**Trecho fornecido**:

A seca é uma marca profunda no Nordeste brasileiro e está impressa naqueles fulcros dolorosos no chão esturricado e na alma sofrida da população. Presente na história da Região em registros que vêm desde o século 16.

No momento em que a ONU alerta que a escassez de água está se tornando um problema endêmico a partir de três fatores principais (mudanças climáticas, poluição e demanda exagerada/consumo irresponsável), a Universidade de Berkeley (EUA) anuncia um sopro refrescante para enfrentar o problema registrado em diversas partes no mundo – inclusive na Califórnia, onde está a instituição, uma das mais reconhecidas do mundo.

**Requisitos do exercício**:
• a. Com base no trecho sobre a seca no Nordeste, responda às perguntas abaixo.
(i) Desde que século a seca aparece em registros da história da Região?
(ii) Quais são os três fatores principais apontados pela ONU para a escassez de água?
(iii) Em que estado norte-americano se encontra a Universidade de Berkeley?
• b. Escreva a continuação do texto sobre a seca no Nordeste e a escassez de água, partindo da última frase apresentada.
Os registros constituem material independente do trecho sobre a seca no Nordeste.

**Informações fornecidas**:
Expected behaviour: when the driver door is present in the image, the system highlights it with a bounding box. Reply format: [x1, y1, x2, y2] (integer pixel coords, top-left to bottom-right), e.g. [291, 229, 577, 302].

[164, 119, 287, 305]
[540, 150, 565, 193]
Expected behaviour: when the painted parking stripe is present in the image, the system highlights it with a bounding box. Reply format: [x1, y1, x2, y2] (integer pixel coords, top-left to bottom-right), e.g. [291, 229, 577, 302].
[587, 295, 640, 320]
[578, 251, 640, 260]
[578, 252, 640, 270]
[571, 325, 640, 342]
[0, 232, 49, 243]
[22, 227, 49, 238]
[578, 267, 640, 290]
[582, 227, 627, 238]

**Resultados das tarefas**:
• a.
(i) Desde o século 16.
(ii) Mudanças climáticas, poluição e demanda exagerada/consumo irresponsável.
(iii) Na Califórnia.

• b.
Os pesquisadores desenvolveram um equipamento portátil que, utilizando a luz do Sol, transforma ar em água potável. “Quase 1/3 da população mundial vive em regiões com escassez de água. A ONU projeta, no ano de 2050, que quase 5 bilhões de pessoas em nosso planeta experimentarão algum tipo de escassez de água durante parte significativa do ano. Isso é bastante relevante para aproveitar nova fonte de água”, afirma Omar Yaghi, professor de química de Berkeley que lidera o estudo e inventor do dispositivo. A engenhoca foi projetada para funcionar em ambientes externos e de extrema falta de umidade, com aplicação no combate às secas, na agricultura e até em uso doméstico.

Os testes foram realizados no Parque Nacional do Vale da Morte, entre Califórnia e Nevada – conhecido como o local mais quente e seco da América do Norte –, e demonstraram que o dispositivo pode oferecer solução rápida e eficiente para a escassez de água, sem qualquer agressão ambiental. Além disso, é capaz de operar por muitos anos sem exigir reabastecimento ou substituição, entregando água potável e livre de poluição para consumo e até abastecer condicionadores de ar.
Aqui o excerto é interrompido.